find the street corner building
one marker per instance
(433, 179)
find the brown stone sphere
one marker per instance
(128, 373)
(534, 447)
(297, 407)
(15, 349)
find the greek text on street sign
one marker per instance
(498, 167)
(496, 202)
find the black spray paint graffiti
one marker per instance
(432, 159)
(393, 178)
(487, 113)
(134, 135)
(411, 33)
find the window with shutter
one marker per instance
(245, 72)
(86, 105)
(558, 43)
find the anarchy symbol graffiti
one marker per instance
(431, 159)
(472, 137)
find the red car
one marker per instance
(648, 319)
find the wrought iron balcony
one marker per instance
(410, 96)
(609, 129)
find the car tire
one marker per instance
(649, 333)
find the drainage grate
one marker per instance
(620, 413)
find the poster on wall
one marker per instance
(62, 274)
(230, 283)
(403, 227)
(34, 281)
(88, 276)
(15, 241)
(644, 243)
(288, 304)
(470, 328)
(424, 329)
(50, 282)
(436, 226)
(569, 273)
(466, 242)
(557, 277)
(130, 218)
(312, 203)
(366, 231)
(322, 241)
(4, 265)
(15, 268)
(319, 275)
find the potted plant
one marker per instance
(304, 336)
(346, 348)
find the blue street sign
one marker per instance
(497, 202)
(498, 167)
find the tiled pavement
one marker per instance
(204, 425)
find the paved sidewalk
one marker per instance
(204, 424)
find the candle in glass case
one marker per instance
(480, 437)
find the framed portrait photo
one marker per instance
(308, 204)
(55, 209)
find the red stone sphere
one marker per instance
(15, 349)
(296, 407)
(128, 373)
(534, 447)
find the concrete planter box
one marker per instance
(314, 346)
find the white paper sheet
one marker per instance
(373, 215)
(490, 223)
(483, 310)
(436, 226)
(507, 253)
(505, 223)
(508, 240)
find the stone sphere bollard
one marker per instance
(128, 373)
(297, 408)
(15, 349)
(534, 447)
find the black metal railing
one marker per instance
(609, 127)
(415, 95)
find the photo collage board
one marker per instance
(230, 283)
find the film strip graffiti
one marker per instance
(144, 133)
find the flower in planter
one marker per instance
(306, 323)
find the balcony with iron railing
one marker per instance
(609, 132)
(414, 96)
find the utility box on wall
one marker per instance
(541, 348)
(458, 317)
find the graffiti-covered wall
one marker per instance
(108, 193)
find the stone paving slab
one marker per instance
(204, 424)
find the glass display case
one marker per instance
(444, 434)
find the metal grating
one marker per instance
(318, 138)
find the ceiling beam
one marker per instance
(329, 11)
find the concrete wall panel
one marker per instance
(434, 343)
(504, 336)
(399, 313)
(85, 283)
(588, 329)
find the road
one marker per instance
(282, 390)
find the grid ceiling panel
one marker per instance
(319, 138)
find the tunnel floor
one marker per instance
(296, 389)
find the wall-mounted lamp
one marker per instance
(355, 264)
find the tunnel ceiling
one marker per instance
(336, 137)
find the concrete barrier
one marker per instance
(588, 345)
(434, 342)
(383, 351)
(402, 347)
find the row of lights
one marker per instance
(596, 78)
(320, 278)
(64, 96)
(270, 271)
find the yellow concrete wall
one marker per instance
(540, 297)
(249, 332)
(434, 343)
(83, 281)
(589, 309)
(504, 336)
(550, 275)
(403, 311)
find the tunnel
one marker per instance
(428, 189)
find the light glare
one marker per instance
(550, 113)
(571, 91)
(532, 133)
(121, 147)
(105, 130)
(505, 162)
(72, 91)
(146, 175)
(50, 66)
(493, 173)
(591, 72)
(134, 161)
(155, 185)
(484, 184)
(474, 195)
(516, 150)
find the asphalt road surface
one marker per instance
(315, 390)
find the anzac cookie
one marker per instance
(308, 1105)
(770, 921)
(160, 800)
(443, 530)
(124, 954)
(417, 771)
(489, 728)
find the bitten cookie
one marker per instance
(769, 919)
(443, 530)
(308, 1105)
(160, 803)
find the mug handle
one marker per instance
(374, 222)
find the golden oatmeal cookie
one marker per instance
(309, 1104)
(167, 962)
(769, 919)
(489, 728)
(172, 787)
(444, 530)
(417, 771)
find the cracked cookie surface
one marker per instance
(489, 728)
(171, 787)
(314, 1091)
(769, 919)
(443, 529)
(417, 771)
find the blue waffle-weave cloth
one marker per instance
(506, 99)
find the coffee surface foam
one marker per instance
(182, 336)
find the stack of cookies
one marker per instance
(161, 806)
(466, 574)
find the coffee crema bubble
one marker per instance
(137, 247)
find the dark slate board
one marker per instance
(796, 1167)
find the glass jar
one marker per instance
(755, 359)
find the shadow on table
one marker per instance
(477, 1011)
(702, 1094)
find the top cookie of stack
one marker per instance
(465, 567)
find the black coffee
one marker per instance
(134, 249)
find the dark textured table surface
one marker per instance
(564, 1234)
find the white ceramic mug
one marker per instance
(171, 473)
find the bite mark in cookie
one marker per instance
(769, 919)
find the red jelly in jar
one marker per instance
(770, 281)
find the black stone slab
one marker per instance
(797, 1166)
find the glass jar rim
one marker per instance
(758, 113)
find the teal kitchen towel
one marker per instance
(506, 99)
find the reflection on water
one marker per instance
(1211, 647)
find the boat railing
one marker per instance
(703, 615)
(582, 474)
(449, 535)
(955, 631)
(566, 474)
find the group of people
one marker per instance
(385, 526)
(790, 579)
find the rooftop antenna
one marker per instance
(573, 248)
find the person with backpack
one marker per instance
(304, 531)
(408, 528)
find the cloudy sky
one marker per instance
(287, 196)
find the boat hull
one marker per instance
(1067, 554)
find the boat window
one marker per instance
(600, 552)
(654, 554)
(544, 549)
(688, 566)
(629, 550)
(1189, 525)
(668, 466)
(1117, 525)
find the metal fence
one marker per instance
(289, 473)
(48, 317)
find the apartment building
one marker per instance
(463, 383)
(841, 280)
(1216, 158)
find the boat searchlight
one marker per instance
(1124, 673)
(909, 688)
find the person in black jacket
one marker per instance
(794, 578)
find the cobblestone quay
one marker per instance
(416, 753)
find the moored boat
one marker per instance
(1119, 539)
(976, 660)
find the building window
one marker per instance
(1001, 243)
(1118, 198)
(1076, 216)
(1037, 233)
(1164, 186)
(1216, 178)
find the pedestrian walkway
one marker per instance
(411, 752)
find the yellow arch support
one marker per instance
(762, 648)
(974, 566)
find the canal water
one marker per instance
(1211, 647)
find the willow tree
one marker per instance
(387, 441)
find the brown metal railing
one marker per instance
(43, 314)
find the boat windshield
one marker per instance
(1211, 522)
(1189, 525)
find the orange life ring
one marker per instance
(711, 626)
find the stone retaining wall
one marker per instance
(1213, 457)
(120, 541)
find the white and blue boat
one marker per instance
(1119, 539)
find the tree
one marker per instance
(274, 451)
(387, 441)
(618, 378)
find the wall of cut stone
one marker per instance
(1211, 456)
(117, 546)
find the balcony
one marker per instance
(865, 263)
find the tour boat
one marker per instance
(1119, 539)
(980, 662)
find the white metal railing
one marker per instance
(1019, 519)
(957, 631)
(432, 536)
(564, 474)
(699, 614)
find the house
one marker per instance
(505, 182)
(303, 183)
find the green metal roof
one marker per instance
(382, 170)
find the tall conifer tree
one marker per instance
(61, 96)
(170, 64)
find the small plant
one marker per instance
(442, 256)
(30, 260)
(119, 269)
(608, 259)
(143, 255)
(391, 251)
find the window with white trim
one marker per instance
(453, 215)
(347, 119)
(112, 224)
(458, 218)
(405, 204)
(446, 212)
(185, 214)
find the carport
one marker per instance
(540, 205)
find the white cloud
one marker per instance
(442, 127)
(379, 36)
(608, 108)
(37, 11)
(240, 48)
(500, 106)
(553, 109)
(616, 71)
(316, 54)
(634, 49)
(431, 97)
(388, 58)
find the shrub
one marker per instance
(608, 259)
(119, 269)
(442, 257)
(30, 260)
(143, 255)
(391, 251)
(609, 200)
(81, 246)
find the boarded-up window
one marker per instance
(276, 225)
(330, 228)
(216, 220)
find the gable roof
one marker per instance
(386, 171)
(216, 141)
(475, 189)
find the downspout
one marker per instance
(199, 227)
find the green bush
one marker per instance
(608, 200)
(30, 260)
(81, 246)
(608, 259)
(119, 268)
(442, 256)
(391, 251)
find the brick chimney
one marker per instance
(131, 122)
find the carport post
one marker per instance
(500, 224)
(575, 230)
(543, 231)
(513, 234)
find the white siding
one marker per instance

········

* _Task prompt_: Start with the line above that contains "find the black metal railing" and stop after the line that contains "find the utility box on wall". Output those lines exactly, and only those.

* _Response for this exercise_:
find the black metal railing
one marker per instance
(609, 127)
(415, 95)
find the photo collage board
one marker per instance
(230, 283)
find the film strip graffiti
one marker per instance
(144, 133)
find the flower in planter
one marker per instance
(306, 323)
find the balcony with iron railing
one marker per instance
(609, 132)
(414, 96)
find the utility box on wall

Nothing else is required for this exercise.